## Collected data:
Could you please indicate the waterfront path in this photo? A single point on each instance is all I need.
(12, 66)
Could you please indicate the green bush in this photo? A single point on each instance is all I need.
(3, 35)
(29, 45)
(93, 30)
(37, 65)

## TASK ITEM:
Reproduce exactly the lines from the one containing "Could you please indicate the green" through the last line of the records above, including both, and nothing else.

## TASK RESPONSE:
Could you please indicate the green bush in this photo? A single point on each instance is all I need.
(3, 35)
(29, 45)
(93, 30)
(37, 65)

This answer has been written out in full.